- _DESCRIPTION OF THE TASK_: Please output the entries below from the line that contains "Where can the pepper" through the final line, reproduced exactly and alone.

Begin

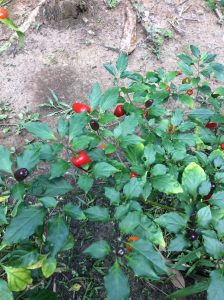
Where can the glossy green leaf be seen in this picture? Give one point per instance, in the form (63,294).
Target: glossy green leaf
(18,278)
(116,283)
(49,267)
(5,293)
(59,168)
(57,234)
(23,225)
(74,212)
(5,160)
(192,178)
(173,221)
(167,184)
(97,213)
(85,182)
(103,169)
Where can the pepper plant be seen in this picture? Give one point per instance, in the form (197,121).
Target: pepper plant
(155,149)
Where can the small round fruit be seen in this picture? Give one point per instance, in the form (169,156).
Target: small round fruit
(79,107)
(119,111)
(94,125)
(148,103)
(132,238)
(3,13)
(120,252)
(192,235)
(21,174)
(133,174)
(211,125)
(190,92)
(81,159)
(168,89)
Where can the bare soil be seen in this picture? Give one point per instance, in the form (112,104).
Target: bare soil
(67,56)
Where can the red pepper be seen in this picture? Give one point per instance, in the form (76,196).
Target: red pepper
(81,159)
(79,107)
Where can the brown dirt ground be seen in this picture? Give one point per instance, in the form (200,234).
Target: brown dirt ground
(68,57)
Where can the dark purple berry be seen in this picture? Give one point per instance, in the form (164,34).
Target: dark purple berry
(120,252)
(192,235)
(21,174)
(94,125)
(148,103)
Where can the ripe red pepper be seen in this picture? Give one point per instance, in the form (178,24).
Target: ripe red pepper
(3,13)
(133,174)
(190,92)
(79,107)
(211,125)
(119,110)
(81,159)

End

- _TASK OUTPUT_:
Where can the pepper plant be seen in this picture? Give one point per instance, in the form (197,121).
Target: pepper plant
(155,149)
Where can the small round fruit be seen in this picture? Give one point per instance, in the form (169,156).
Target: small round fruit
(79,107)
(119,111)
(94,125)
(148,103)
(132,238)
(3,13)
(120,252)
(192,235)
(21,174)
(133,174)
(211,125)
(190,92)
(81,159)
(168,89)
Where can the bare soil be seen in this picture? Give one point per instance, in the form (112,104).
Target: bare soil
(67,56)
Where can the red pepper be seen in this picture? Give one point per instance, in the form (76,196).
Target: red pepper
(81,159)
(79,107)
Where can the brown dirt ground be seen in this picture? Give one point per instance, in the form (200,234).
Target: brown dirt ground
(68,57)
Where can the dark purple berry be seen in this picture? Give one point per instance, in the form (164,34).
Target: dark purple berry
(120,252)
(192,235)
(21,174)
(94,125)
(148,103)
Where can the ripe red pepper be seen in this picture? Give one point per instance, in the form (178,24).
Target: ripe red pepper
(3,13)
(133,174)
(190,92)
(79,107)
(211,125)
(119,110)
(81,159)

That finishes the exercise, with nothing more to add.